--- start EXERCISE MATERIALS ---
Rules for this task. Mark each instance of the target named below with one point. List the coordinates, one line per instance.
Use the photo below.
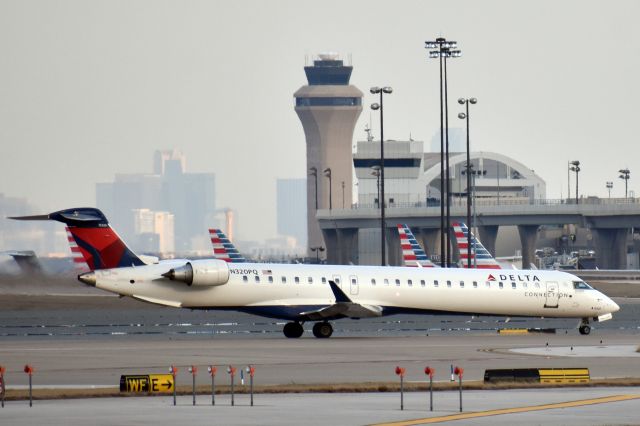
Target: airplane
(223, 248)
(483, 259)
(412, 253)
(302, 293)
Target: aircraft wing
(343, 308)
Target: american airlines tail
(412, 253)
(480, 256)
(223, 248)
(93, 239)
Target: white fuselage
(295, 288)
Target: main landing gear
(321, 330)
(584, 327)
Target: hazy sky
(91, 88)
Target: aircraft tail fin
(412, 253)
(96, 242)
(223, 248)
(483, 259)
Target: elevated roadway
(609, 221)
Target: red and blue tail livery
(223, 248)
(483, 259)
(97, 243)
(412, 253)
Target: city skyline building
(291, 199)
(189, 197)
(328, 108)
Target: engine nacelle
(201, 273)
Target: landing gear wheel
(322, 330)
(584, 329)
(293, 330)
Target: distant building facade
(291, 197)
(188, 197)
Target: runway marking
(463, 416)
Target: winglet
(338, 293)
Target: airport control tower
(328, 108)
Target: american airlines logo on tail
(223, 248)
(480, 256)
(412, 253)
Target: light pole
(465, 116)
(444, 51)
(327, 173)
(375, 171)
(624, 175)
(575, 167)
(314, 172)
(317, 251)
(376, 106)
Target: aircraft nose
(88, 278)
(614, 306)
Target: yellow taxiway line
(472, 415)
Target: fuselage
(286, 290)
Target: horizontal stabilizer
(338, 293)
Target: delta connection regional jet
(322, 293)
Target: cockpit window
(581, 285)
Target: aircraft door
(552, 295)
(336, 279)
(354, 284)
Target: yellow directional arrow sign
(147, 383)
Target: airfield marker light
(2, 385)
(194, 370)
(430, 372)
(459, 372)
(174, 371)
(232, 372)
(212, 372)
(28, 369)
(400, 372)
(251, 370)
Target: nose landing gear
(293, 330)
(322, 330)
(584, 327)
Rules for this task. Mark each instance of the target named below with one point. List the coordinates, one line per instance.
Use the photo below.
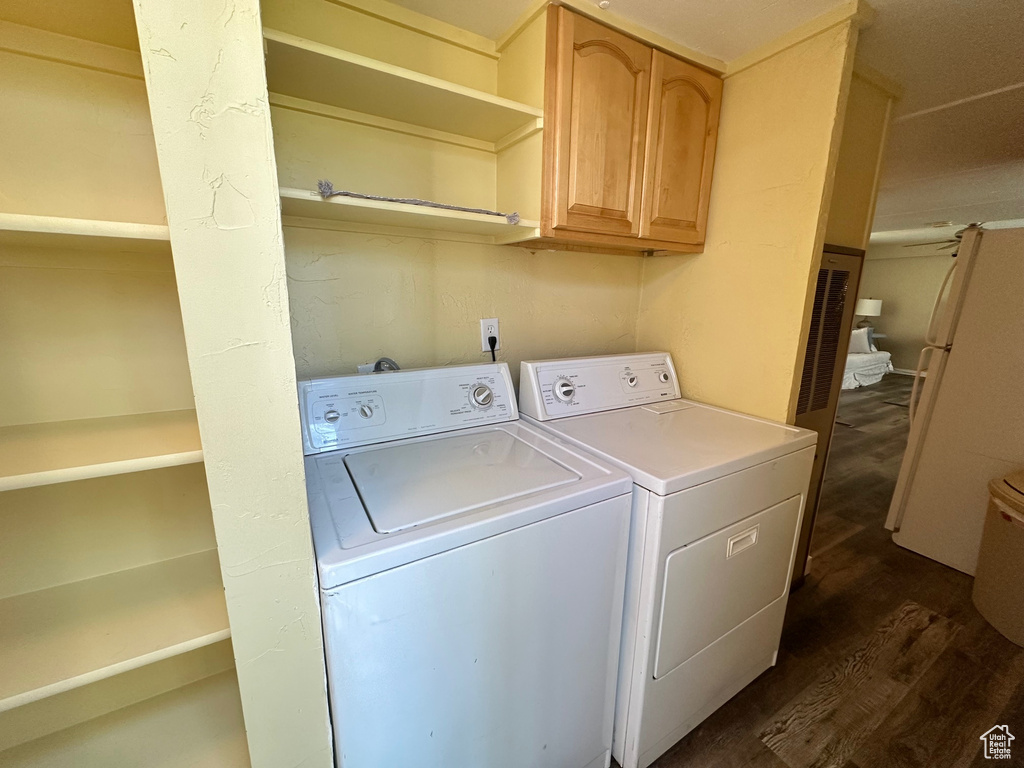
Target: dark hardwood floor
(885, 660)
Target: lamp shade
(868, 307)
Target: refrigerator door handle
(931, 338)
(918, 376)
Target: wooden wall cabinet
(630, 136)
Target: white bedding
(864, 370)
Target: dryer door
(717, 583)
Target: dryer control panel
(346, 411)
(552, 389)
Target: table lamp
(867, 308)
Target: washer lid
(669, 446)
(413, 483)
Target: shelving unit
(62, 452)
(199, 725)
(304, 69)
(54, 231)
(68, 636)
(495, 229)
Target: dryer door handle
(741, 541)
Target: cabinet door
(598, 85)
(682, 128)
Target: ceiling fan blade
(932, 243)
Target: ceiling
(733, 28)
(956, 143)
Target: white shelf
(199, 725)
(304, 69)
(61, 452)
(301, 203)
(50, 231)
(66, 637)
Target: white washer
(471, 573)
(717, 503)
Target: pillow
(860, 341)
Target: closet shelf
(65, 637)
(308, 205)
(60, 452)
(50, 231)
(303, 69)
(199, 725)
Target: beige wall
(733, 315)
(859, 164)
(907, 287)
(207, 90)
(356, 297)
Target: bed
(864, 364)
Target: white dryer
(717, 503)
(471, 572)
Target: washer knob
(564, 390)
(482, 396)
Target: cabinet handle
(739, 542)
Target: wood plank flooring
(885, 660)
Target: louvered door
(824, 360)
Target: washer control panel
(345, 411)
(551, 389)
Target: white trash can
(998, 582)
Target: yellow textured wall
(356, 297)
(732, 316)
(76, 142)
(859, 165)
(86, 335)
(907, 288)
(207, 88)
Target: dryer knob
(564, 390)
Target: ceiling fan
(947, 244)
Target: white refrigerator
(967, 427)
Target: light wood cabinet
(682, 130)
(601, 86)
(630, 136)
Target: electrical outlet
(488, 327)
--- end EXERCISE MATERIALS ---
--- DIRECTIVE ---
Copy out all the data exactly; skip the pictures.

--- REPLY ---
Rules for this task. Mark each instance of the target named below with one point. List the coordinates, one line per instance.
Use the photo below.
Target: airplane
(223, 248)
(483, 259)
(412, 253)
(302, 293)
Target: aircraft wing
(343, 308)
Target: american airlines tail
(412, 253)
(480, 256)
(223, 248)
(93, 239)
Target: white fuselage
(295, 288)
Target: main landing gear
(321, 330)
(584, 327)
Target: hazy sky
(91, 88)
Target: aircraft tail fin
(412, 253)
(96, 242)
(223, 248)
(483, 259)
Target: elevated roadway
(609, 221)
Target: red and blue tail livery
(223, 248)
(483, 259)
(97, 243)
(412, 253)
Target: city skyline building
(291, 199)
(189, 197)
(328, 108)
Target: engine nacelle
(201, 273)
Target: landing gear wheel
(322, 330)
(584, 329)
(293, 330)
Target: distant building facade
(291, 197)
(188, 197)
Target: runway marking
(463, 416)
Target: winglet
(338, 293)
Target: airport control tower
(328, 108)
Target: american airlines logo on tail
(223, 248)
(480, 256)
(412, 253)
Target: light pole
(465, 116)
(444, 51)
(327, 173)
(375, 171)
(624, 175)
(575, 167)
(314, 172)
(317, 251)
(376, 106)
Target: aircraft nose
(88, 278)
(614, 306)
Target: yellow taxiway line
(472, 415)
Target: fuselage
(286, 290)
Target: horizontal stabilizer
(338, 293)
Target: delta connection regional jet
(322, 293)
Target: cockpit window
(581, 285)
Target: aircraft door
(552, 295)
(336, 279)
(354, 284)
Target: yellow directional arrow sign
(147, 383)
Target: airfield marker light
(2, 385)
(194, 370)
(430, 372)
(459, 372)
(174, 371)
(232, 372)
(212, 372)
(28, 369)
(400, 372)
(251, 370)
Target: nose landing gear
(293, 330)
(322, 330)
(584, 327)
Rules for this task. Mark each instance of the target named below with one point. List the coordinates, one line per instance.
Use the photo below.
Target: dark hardwood floor
(885, 660)
Target: lamp shade
(868, 307)
Target: refrigerator door handle
(931, 338)
(918, 376)
Target: wooden wall cabinet
(630, 136)
Target: white bedding
(864, 370)
Target: dryer door
(717, 583)
Target: dryer control panel
(346, 411)
(552, 389)
Target: table lamp
(867, 308)
Target: washer lid
(669, 446)
(413, 483)
Target: shelving unit
(62, 452)
(199, 725)
(304, 69)
(54, 231)
(68, 636)
(495, 229)
Target: dryer door handle
(741, 541)
Target: cabinet door
(598, 85)
(682, 128)
Target: ceiling fan blade
(932, 243)
Target: ceiling
(733, 28)
(956, 143)
Target: white shelf
(199, 725)
(304, 69)
(61, 452)
(301, 203)
(50, 231)
(66, 637)
Target: white washer
(471, 573)
(717, 503)
Target: pillow
(860, 341)
Target: closet shelf
(65, 637)
(308, 205)
(60, 452)
(50, 231)
(303, 69)
(199, 725)
Target: beige wall
(733, 315)
(859, 164)
(907, 287)
(207, 90)
(356, 297)
Target: bed
(864, 364)
Target: white dryer
(717, 503)
(471, 572)
Target: washer knob
(564, 390)
(482, 396)
Target: cabinet handle
(739, 542)
Target: wood plank flooring
(885, 660)
Target: louvered door
(824, 360)
Target: washer control panel
(345, 411)
(551, 389)
Target: white trash can
(998, 582)
Target: yellow textured wall
(356, 297)
(732, 316)
(76, 142)
(859, 165)
(86, 335)
(907, 288)
(207, 88)
Target: dryer knob
(564, 390)
Target: ceiling fan
(947, 244)
Target: white refrigerator
(967, 427)
Target: light wood cabinet
(682, 130)
(601, 86)
(630, 136)
Target: electrical outlet
(488, 327)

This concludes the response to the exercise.